**PAGE EXCERPT**
The second-largest U.S. transit system, the CTA was created by the Illinois General Assembly to consolidate several private transit companies operating in Chicago. Today, CTA carries about 1.6 million riders on an average weekday.

“One of the things that makes Chicago one of the most famous and appealing cities in the world is the CTA and our iconic ‘L’ elevated train,” said CTA President Dorval R. Carter, Jr. “In commemorating our 70th year as public servants serving Chicago, I am proud of CTA’s important role in everyday lives of Chicagoans and I thank all of our customers for taking transit today and for the next 70 years.”

The event featured displays of vintage CTA buses as well as rides on heritage fleet subway cars, including a pair of 4000 series cars built in 1923, and 2400-series trains dating to 1976-78. The CTA also sold commemorative paper tickets for single rides. The 4000-series cars, built by the Cincinnati Car Co., were the first steel cars to operate on the L. They were known as "plushies," for their comfortable plsuh seats. The 4000s were retired in 1973 after 50 years of servcie.

CTA earlier celebrated the 125th anniversary of the ‘L’ on June 6, 2017; the city's first elevated train line was built in 1892 between Congress and 39th Street, ahead of the World’s Fair the following year.

(Stored dataset items)
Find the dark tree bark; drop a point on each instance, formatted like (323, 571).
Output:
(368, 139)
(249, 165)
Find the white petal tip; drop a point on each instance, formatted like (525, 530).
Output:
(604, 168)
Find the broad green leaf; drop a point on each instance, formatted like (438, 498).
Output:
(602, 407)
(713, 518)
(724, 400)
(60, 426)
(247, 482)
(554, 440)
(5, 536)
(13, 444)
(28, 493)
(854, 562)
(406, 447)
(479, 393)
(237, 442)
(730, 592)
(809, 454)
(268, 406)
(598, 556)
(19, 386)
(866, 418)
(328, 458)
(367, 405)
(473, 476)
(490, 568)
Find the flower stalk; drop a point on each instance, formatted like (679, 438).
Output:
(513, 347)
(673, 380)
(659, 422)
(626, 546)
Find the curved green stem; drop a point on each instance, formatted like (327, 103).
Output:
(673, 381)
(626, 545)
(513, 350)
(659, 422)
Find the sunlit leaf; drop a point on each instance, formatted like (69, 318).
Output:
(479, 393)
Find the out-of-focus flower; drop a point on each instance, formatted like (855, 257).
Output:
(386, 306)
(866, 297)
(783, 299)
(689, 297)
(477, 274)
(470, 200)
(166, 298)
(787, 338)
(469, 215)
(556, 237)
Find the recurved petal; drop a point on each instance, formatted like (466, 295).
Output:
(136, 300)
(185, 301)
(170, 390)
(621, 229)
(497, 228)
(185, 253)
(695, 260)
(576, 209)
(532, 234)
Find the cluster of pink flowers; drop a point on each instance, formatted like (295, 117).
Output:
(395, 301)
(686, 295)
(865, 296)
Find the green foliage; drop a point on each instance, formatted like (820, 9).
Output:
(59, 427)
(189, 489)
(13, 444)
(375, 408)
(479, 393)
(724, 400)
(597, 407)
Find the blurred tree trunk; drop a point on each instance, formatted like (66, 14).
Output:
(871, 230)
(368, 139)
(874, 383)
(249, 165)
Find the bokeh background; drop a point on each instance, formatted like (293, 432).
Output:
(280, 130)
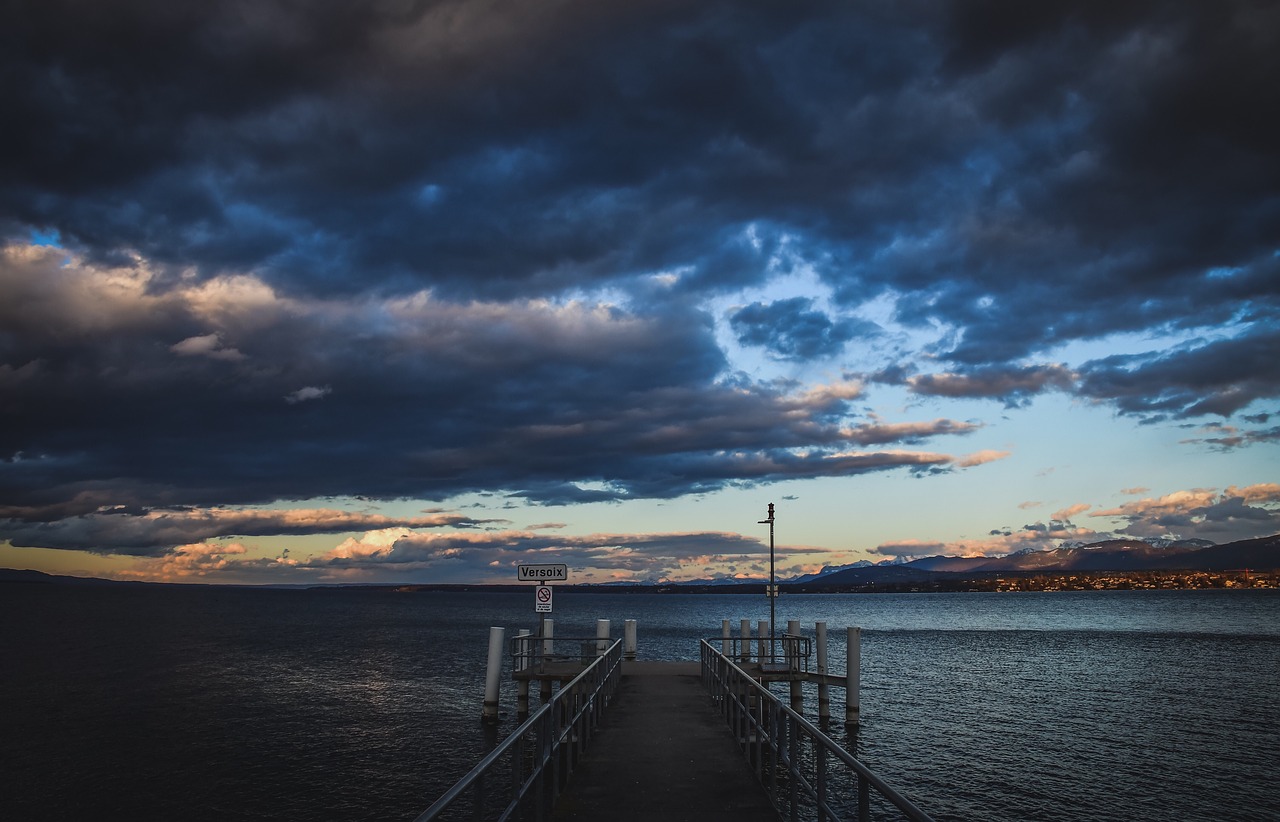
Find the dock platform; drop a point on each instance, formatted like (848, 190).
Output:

**JOB**
List everything the CTA anniversary excerpt says the commemorative event featured or offered to attendees. These items are separate material, unrelated to the CTA anniversary excerpt.

**EXERCISE SOLUTION**
- Displays of vintage CTA buses
- Rides on heritage fleet subway cars, including a pair of 4000-series cars built in 1923 and 2400-series trains dating to 1976-78
- Commemorative paper tickets for single rides